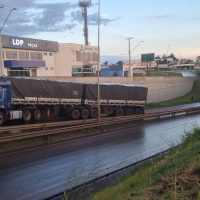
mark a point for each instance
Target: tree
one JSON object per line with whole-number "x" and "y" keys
{"x": 120, "y": 62}
{"x": 197, "y": 61}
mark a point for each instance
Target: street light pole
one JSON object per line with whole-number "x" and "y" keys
{"x": 98, "y": 71}
{"x": 1, "y": 50}
{"x": 129, "y": 55}
{"x": 136, "y": 46}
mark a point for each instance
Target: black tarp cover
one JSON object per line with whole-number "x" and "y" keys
{"x": 25, "y": 87}
{"x": 116, "y": 92}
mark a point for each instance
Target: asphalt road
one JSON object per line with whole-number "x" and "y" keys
{"x": 38, "y": 174}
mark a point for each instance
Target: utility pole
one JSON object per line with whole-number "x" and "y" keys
{"x": 129, "y": 55}
{"x": 84, "y": 4}
{"x": 98, "y": 70}
{"x": 1, "y": 48}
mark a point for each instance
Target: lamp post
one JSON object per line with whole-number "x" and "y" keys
{"x": 1, "y": 50}
{"x": 98, "y": 69}
{"x": 136, "y": 46}
{"x": 129, "y": 55}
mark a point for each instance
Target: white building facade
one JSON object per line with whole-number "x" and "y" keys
{"x": 42, "y": 58}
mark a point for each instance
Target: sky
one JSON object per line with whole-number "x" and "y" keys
{"x": 165, "y": 26}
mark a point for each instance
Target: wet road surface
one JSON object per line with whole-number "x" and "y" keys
{"x": 38, "y": 174}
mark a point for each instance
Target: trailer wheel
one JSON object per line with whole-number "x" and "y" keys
{"x": 139, "y": 111}
{"x": 108, "y": 110}
{"x": 129, "y": 111}
{"x": 93, "y": 113}
{"x": 37, "y": 115}
{"x": 27, "y": 115}
{"x": 85, "y": 113}
{"x": 119, "y": 112}
{"x": 75, "y": 114}
{"x": 1, "y": 118}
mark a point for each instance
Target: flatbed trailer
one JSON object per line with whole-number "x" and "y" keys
{"x": 40, "y": 99}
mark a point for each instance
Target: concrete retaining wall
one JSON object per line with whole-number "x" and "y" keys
{"x": 159, "y": 88}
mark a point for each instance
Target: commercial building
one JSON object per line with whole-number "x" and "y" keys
{"x": 42, "y": 58}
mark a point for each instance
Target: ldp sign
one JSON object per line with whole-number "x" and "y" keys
{"x": 17, "y": 42}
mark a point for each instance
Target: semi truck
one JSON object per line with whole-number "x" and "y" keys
{"x": 39, "y": 99}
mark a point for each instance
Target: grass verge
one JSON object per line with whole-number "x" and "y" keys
{"x": 175, "y": 175}
{"x": 192, "y": 96}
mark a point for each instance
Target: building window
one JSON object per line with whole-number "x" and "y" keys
{"x": 11, "y": 55}
{"x": 94, "y": 57}
{"x": 23, "y": 55}
{"x": 78, "y": 56}
{"x": 36, "y": 55}
{"x": 86, "y": 57}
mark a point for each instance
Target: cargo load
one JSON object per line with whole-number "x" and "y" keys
{"x": 39, "y": 99}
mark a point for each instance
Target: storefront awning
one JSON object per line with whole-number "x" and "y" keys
{"x": 24, "y": 63}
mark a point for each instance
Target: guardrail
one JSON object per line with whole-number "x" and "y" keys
{"x": 69, "y": 126}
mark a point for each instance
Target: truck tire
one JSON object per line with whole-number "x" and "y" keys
{"x": 27, "y": 115}
{"x": 119, "y": 112}
{"x": 1, "y": 118}
{"x": 108, "y": 110}
{"x": 75, "y": 114}
{"x": 37, "y": 115}
{"x": 85, "y": 113}
{"x": 93, "y": 113}
{"x": 139, "y": 111}
{"x": 129, "y": 111}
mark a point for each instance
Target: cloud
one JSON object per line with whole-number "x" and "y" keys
{"x": 159, "y": 16}
{"x": 32, "y": 17}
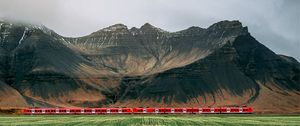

- - - -

§ Your goal
Locate every line in the data above that contains the word "truck", and copy each of those lines.

§ Solution for this problem
Target: semi truck
Target: truck tire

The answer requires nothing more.